EXERCISE DESCRIPTION: Reproduce the material from the line containing "blue necktie visible" through the line containing "collar visible in", both included, with the requests left as they are. Multiply every bounding-box coordinate in the answers by 1.2 and round each to a whole number, halves up, and output only those lines.

GIVEN DATA:
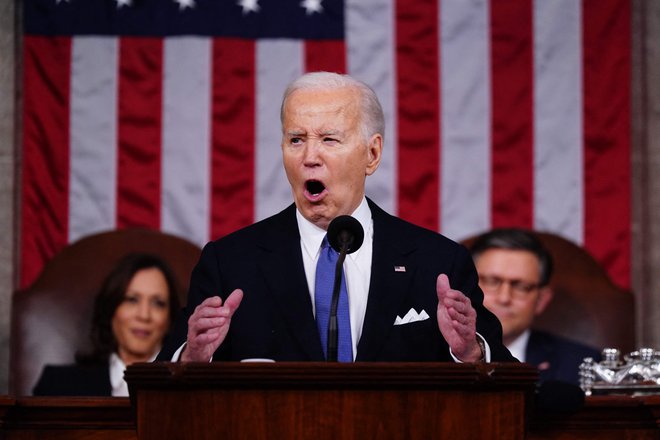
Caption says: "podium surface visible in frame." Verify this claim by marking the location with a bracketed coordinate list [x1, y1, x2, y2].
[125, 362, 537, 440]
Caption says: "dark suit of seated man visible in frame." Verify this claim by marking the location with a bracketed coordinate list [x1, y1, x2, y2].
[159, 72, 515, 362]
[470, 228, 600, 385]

...

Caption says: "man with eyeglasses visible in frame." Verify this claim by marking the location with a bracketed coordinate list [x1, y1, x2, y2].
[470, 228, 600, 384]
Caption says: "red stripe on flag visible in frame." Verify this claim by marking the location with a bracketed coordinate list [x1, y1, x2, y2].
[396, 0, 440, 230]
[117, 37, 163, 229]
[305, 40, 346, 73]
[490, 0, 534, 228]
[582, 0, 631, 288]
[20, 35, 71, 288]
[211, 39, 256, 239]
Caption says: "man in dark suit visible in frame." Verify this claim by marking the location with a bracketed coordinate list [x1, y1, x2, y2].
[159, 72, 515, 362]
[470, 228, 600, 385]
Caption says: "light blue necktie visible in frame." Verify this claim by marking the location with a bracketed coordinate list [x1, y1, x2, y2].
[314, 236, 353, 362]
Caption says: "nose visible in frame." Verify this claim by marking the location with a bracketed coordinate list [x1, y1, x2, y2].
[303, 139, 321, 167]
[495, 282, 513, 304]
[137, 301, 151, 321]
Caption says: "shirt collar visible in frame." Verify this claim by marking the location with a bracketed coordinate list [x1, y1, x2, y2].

--

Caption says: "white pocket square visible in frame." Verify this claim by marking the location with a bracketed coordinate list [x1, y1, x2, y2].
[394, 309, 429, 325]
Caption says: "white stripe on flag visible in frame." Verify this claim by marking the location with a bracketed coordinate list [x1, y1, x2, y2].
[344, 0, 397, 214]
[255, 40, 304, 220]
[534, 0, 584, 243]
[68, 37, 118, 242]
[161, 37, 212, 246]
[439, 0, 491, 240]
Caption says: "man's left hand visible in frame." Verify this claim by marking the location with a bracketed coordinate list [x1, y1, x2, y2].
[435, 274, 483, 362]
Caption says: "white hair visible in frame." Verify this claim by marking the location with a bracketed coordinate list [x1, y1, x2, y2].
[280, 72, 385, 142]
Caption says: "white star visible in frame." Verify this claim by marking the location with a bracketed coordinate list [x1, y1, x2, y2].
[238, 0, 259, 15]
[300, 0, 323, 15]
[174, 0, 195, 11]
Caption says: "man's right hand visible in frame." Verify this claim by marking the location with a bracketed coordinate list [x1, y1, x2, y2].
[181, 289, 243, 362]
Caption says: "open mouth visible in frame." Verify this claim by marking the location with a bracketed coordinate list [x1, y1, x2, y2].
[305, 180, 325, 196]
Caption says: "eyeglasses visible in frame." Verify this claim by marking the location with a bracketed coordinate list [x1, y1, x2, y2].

THE SOLUTION:
Caption says: "light blue necktie visible in frame." Verify this claim by marking the location with a bracketed coordinate list [x1, y1, x2, y2].
[377, 283, 424, 434]
Caption says: "nose visible in frame." Verify this claim by marking the location with a bracketed coordinate list [x1, y1, x2, y2].
[364, 167, 385, 200]
[594, 338, 616, 365]
[164, 361, 181, 385]
Caption says: "shirt collar visible in frame." Verify this claim by marking the location with a bracketed coordinate list [x1, y1, x2, y2].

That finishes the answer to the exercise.